[sdiy] My favorite punch-card story
Paul Schreiber
synth1 at airmail.net
Tue Jul 19 17:33:30 CEST 2005
> What great fun that was... writing the program, using the punch-card
> machine to put the program on the cards then submitting the program on
> the cards to the computer center and waiting, sometimes hours, to get
> the cards back along with a printout on wide greenbar paper to find
> out if the program worked or not.
Back in 1976, the school installed an Amdahl 470V, you could load and get a
result in about 5 seconds! However, most departments only got a budget for 3 of
the 4 months each semester, so they had a "Happy Hour" every day (6-7PM) where
the CPU time was free (up to 7 seconds, most runs were like 0.1 seconds) and the
printout was < 50 pages. So, every day at 5:50PM the line started to form by the
card reader (mostly COBOL students in Business School). The line printer was
behind a counter, the intern would sit there and tear off the printouts and
place them on the counter.

▬▬▬

REQUESTS
- A) List every length of time that the punch-card story gives in seconds.
- B) Return the part of the punch-card story that begins at the words "[sdiy] My favorite" and stops after "worked or not.".

▬▬▬

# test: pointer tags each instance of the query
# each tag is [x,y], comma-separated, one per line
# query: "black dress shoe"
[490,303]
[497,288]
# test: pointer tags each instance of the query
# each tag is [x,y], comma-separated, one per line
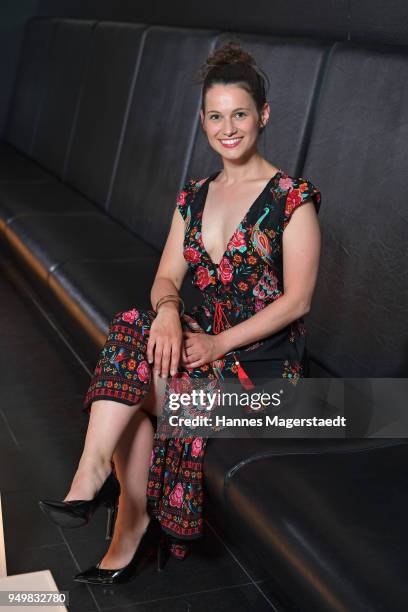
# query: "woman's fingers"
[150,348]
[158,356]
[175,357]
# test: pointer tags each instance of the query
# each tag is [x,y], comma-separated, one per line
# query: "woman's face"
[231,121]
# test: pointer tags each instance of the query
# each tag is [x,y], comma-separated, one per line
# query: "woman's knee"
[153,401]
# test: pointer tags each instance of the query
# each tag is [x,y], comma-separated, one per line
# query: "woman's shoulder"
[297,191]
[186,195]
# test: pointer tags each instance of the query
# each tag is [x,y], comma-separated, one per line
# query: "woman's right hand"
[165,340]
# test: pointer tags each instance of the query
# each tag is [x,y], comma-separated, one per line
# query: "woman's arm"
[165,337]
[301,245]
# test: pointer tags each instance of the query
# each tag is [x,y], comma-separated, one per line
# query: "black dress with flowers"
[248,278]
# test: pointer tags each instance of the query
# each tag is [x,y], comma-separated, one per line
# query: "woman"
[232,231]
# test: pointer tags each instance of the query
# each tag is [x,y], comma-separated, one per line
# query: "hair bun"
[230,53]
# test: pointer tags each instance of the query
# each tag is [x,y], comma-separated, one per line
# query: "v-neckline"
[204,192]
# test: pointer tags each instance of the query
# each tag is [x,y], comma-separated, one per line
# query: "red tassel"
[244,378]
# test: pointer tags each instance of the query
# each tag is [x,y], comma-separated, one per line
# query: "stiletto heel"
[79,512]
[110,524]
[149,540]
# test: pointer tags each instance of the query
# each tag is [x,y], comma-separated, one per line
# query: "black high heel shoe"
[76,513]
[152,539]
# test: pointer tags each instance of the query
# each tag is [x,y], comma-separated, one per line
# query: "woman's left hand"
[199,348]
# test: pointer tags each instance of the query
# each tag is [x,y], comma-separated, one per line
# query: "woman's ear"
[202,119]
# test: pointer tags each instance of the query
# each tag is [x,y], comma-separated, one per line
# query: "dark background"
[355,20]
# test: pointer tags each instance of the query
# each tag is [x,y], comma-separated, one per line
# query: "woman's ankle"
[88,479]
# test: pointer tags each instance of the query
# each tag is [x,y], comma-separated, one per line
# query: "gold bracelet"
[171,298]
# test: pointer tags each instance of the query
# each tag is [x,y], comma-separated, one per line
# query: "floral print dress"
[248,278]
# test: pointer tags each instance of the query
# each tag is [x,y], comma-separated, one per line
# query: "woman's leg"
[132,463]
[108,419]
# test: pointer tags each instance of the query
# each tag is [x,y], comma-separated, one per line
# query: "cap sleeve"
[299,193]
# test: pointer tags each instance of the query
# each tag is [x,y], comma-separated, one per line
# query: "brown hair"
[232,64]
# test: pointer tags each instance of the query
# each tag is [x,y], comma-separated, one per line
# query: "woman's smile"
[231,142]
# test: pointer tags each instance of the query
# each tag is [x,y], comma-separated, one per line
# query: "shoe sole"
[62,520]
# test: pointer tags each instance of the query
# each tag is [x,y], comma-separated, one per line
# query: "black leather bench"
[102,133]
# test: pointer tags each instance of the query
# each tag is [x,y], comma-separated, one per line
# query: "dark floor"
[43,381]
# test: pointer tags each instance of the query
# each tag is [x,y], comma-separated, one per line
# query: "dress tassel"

▬▬▬

ANSWERS PROVIDED
- A)
- about 5 seconds
- up to 7 seconds
- 0.1 seconds

- B)
[sdiy] My favorite punch-card story
Paul Schreiber
synth1 at airmail.net
Tue Jul 19 17:33:30 CEST 2005
> What great fun that was... writing the program, using the punch-card
> machine to put the program on the cards then submitting the program on
> the cards to the computer center and waiting, sometimes hours, to get
> the cards back along with a printout on wide greenbar paper to find
> out if the program worked or not.